* _MATERIAL FOR THE TASK_

══════

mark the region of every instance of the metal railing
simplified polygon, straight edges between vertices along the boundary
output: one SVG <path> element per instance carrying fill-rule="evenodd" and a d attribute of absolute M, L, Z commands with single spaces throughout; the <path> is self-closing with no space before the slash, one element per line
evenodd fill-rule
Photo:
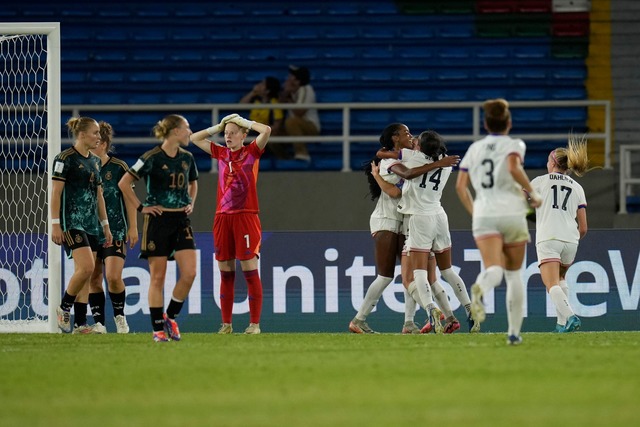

══════

* _TASK ITEM_
Each line of the data above containing the string "instance" is to be copied.

* _ANSWER BOX_
mark the region of every instance of the metal railing
output: one SVG <path> element per instance carrying fill-rule="evenodd" and a d attribute of absolute M, L, Z commands with single spaces throughout; the <path> is self-closing with no space before the slash, one element per line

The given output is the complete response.